• _Your instructions_: The entire set of lines below should be copied exactly.

————————

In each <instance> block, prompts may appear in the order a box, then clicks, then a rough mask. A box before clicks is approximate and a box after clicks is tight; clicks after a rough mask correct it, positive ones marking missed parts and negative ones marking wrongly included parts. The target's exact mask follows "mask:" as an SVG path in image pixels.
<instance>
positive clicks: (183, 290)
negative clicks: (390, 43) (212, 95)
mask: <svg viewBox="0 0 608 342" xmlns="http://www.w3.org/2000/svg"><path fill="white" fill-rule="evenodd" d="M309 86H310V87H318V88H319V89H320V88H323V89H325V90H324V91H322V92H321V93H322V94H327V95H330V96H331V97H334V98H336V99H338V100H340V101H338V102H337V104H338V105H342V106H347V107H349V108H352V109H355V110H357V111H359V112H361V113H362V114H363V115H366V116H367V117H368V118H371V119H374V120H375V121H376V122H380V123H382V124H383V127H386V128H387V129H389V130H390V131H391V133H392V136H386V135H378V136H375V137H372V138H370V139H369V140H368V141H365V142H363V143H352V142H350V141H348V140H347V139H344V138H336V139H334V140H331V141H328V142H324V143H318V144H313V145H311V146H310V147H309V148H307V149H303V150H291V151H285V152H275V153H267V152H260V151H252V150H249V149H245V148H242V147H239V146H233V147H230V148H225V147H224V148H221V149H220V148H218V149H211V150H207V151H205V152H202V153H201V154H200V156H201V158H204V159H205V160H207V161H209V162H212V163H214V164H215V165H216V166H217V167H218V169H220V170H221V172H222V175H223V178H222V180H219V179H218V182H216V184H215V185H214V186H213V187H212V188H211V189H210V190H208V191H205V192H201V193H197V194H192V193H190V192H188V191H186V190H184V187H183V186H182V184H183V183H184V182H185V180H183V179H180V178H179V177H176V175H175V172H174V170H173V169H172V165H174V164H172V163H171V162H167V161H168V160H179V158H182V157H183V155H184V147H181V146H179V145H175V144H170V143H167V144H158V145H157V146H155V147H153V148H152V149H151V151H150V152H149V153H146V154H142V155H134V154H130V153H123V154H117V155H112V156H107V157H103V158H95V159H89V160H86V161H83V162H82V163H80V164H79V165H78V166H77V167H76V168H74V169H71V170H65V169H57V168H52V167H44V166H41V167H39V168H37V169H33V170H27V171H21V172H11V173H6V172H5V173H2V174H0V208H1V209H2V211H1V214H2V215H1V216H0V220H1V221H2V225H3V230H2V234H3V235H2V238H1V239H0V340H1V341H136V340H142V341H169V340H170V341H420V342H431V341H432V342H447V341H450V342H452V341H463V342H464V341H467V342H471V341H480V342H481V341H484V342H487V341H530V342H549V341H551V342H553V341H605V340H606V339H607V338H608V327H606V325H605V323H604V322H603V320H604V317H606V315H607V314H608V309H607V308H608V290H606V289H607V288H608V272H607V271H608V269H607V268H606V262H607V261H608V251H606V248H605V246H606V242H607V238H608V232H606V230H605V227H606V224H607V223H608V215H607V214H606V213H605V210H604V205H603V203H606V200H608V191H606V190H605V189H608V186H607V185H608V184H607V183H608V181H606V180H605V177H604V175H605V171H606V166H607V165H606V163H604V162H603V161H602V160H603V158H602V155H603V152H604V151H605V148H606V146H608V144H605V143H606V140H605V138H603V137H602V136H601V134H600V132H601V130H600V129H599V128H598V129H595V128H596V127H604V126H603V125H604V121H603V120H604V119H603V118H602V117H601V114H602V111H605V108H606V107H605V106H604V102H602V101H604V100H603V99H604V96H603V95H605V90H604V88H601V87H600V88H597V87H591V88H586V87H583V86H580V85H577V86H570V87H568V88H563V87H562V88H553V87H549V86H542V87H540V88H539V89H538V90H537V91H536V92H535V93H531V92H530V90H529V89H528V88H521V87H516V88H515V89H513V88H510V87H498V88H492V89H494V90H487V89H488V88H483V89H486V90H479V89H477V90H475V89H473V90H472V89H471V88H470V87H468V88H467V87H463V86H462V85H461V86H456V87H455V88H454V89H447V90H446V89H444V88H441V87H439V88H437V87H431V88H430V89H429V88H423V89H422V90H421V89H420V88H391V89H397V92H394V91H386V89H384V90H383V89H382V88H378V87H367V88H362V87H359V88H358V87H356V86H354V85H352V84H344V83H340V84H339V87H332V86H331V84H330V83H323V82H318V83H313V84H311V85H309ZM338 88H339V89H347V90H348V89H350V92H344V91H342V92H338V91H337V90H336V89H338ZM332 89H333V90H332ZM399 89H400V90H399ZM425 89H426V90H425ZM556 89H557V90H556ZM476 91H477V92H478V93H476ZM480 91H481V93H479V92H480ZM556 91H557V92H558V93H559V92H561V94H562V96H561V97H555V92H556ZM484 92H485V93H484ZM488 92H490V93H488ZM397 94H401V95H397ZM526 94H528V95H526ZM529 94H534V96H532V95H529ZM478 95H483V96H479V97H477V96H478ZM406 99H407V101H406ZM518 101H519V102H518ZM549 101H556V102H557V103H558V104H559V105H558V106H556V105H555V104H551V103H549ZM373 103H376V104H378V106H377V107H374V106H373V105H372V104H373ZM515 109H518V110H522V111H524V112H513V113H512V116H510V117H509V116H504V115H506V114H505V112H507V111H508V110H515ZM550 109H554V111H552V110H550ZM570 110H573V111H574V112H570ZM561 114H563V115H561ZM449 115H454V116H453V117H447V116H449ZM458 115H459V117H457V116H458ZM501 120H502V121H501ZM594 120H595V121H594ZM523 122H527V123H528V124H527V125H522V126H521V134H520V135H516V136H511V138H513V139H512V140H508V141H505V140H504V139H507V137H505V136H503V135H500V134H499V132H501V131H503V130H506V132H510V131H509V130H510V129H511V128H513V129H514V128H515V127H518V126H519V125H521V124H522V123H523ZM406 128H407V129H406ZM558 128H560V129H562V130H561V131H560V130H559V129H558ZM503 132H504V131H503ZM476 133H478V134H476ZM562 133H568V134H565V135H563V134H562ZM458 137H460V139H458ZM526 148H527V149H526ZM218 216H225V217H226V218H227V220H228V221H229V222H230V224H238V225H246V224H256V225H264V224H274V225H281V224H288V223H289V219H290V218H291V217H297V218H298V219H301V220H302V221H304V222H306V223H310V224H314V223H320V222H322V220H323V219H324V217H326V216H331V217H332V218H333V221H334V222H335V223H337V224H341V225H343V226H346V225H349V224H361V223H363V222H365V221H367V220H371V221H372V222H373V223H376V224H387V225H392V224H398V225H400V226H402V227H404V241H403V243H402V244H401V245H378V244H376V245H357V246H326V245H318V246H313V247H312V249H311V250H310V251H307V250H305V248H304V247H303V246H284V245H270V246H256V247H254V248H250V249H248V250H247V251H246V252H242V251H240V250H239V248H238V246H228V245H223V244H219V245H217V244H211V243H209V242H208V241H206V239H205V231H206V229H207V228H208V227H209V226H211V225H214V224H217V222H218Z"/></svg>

————————

• _Output for this task_:
In each <instance> block, prompts may appear in the order a box, then clicks, then a rough mask. A box before clicks is approximate and a box after clicks is tight; clicks after a rough mask correct it, positive ones marking missed parts and negative ones marking wrongly included parts. The target's exact mask follows "mask:" as an SVG path in image pixels.
<instance>
positive clicks: (183, 290)
negative clicks: (390, 43) (212, 95)
mask: <svg viewBox="0 0 608 342" xmlns="http://www.w3.org/2000/svg"><path fill="white" fill-rule="evenodd" d="M309 86H310V87H318V88H319V89H320V88H323V89H325V90H324V91H322V92H321V93H322V94H327V95H330V96H331V97H334V98H336V99H338V100H340V101H338V102H337V104H338V105H342V106H347V107H349V108H352V109H355V110H357V111H359V112H361V113H362V114H363V115H366V116H367V117H368V118H371V119H374V120H375V121H376V122H380V123H382V124H383V127H386V128H387V129H389V130H390V131H391V133H392V136H386V135H378V136H375V137H372V138H370V139H369V140H368V141H365V142H363V143H352V142H350V141H348V140H347V139H344V138H336V139H334V140H331V141H328V142H324V143H318V144H313V145H311V146H310V147H309V148H307V149H303V150H291V151H285V152H275V153H267V152H260V151H252V150H249V149H245V148H242V147H239V146H233V147H230V148H225V147H224V148H221V149H220V148H218V149H211V150H207V151H205V152H202V153H201V154H200V156H201V158H204V159H205V160H207V161H209V162H212V163H214V164H215V165H216V166H217V167H218V169H220V170H221V172H222V175H223V178H222V180H219V179H218V182H216V184H215V185H214V186H213V187H212V188H211V189H210V190H208V191H205V192H201V193H197V194H192V193H190V192H188V191H186V190H184V187H183V186H182V184H183V183H184V182H185V180H183V179H180V178H179V177H176V175H175V172H174V170H173V169H172V165H174V164H172V163H171V162H167V161H168V160H179V158H182V157H183V155H184V147H181V146H179V145H175V144H170V143H167V144H158V145H157V146H155V147H153V148H152V149H151V151H150V152H149V153H146V154H142V155H134V154H130V153H123V154H117V155H112V156H107V157H103V158H95V159H89V160H86V161H83V162H82V163H80V164H79V165H78V166H77V167H76V168H74V169H71V170H65V169H57V168H52V167H44V166H41V167H39V168H37V169H33V170H27V171H21V172H11V173H6V172H5V173H2V174H0V208H1V209H2V211H1V214H2V215H1V216H0V220H1V221H2V225H3V230H2V234H3V235H2V238H1V239H0V340H1V341H136V340H142V341H169V340H170V341H420V342H431V341H432V342H447V341H450V342H452V341H463V342H464V341H467V342H471V341H480V342H481V341H484V342H487V341H530V342H549V341H551V342H553V341H605V340H606V339H607V338H608V327H606V325H605V323H604V322H603V320H604V317H606V315H607V314H608V309H607V308H608V290H606V289H607V288H608V272H607V271H608V269H607V268H606V262H607V261H608V251H606V248H605V246H606V242H607V238H608V232H606V230H605V227H606V224H607V223H608V215H607V214H606V213H605V210H604V205H603V203H606V200H608V191H606V190H605V189H608V186H607V185H608V184H607V183H608V181H606V180H605V177H604V175H605V171H606V166H607V165H606V163H604V162H603V161H602V160H603V158H602V155H603V152H604V151H605V148H606V146H608V144H605V143H606V140H605V138H603V137H602V136H601V134H600V132H601V130H600V129H599V128H598V129H595V128H596V127H604V126H603V125H604V121H603V120H604V119H603V118H602V117H601V114H602V111H605V108H606V107H605V106H604V102H602V101H604V100H603V99H604V96H603V95H605V90H604V88H601V87H600V88H597V87H591V88H586V87H583V86H580V85H577V86H570V87H568V88H563V87H562V88H553V87H549V86H542V87H540V88H539V89H538V90H537V91H536V92H535V93H531V92H530V90H529V89H528V88H521V87H516V88H515V89H513V88H510V87H498V88H492V89H494V90H487V89H488V88H483V89H486V90H479V89H477V90H475V89H473V90H472V89H471V88H470V87H468V88H467V87H463V86H462V85H461V86H456V87H455V88H454V89H447V90H446V89H444V88H441V87H439V88H437V87H431V88H430V89H429V88H423V89H422V90H421V89H420V88H391V89H397V92H394V91H386V89H384V90H383V89H382V88H378V87H367V88H362V87H359V88H358V87H356V86H354V85H352V84H344V83H340V84H339V87H332V86H331V84H330V83H323V82H318V83H313V84H311V85H309ZM338 88H339V89H347V90H348V89H350V92H344V91H342V92H338V91H337V90H336V89H338ZM332 89H333V90H332ZM399 89H400V90H399ZM425 89H426V90H425ZM556 89H557V90H556ZM476 91H477V92H478V93H476ZM480 91H481V93H479V92H480ZM556 91H557V92H558V93H559V92H561V94H562V96H561V97H555V92H556ZM484 92H485V93H484ZM488 92H490V93H488ZM397 94H401V95H397ZM526 94H528V95H526ZM529 94H534V96H532V95H529ZM478 95H483V96H479V97H477V96H478ZM406 99H407V101H406ZM518 101H519V102H518ZM549 101H556V102H557V103H558V104H559V105H558V106H556V105H555V104H551V103H549ZM373 103H376V104H378V106H377V107H374V106H373V105H372V104H373ZM515 109H518V110H522V111H524V112H513V113H512V116H510V117H509V116H504V115H506V114H505V112H507V111H508V110H515ZM550 109H554V111H552V110H550ZM570 110H573V111H574V112H570ZM561 114H563V115H561ZM449 115H454V116H453V117H447V116H449ZM458 115H459V117H457V116H458ZM501 120H502V121H501ZM594 120H595V121H594ZM523 122H527V123H528V124H527V125H522V126H521V134H520V135H516V136H511V138H513V139H512V140H508V141H505V140H504V139H507V137H505V136H503V135H500V134H499V132H501V131H503V130H506V132H510V131H509V130H510V129H511V128H513V129H514V128H515V127H518V126H519V125H521V124H522V123H523ZM406 128H407V129H406ZM558 128H560V129H562V130H561V131H560V130H559V129H558ZM503 132H504V131H503ZM476 133H478V134H476ZM562 133H568V134H565V135H563V134H562ZM458 137H460V139H458ZM526 148H527V149H526ZM218 216H225V217H226V218H227V220H228V221H229V222H230V224H238V225H246V224H256V225H264V224H274V225H281V224H288V223H289V219H290V218H291V217H297V218H298V219H301V220H302V221H304V222H306V223H310V224H314V223H320V222H322V220H323V219H324V217H326V216H331V217H332V218H333V221H334V222H335V223H337V224H341V225H343V226H346V225H349V224H361V223H363V222H365V221H367V220H371V221H372V222H373V223H376V224H387V225H392V224H398V225H400V226H402V227H404V241H403V243H402V244H401V245H378V244H376V245H357V246H326V245H318V246H313V247H312V249H311V250H310V251H307V250H305V248H304V247H303V246H284V245H270V246H256V247H254V248H250V249H248V250H247V251H246V252H242V251H240V250H239V248H238V246H228V245H223V244H219V245H217V244H211V243H209V242H208V241H206V239H205V231H206V229H207V228H208V227H209V226H211V225H214V224H217V222H218Z"/></svg>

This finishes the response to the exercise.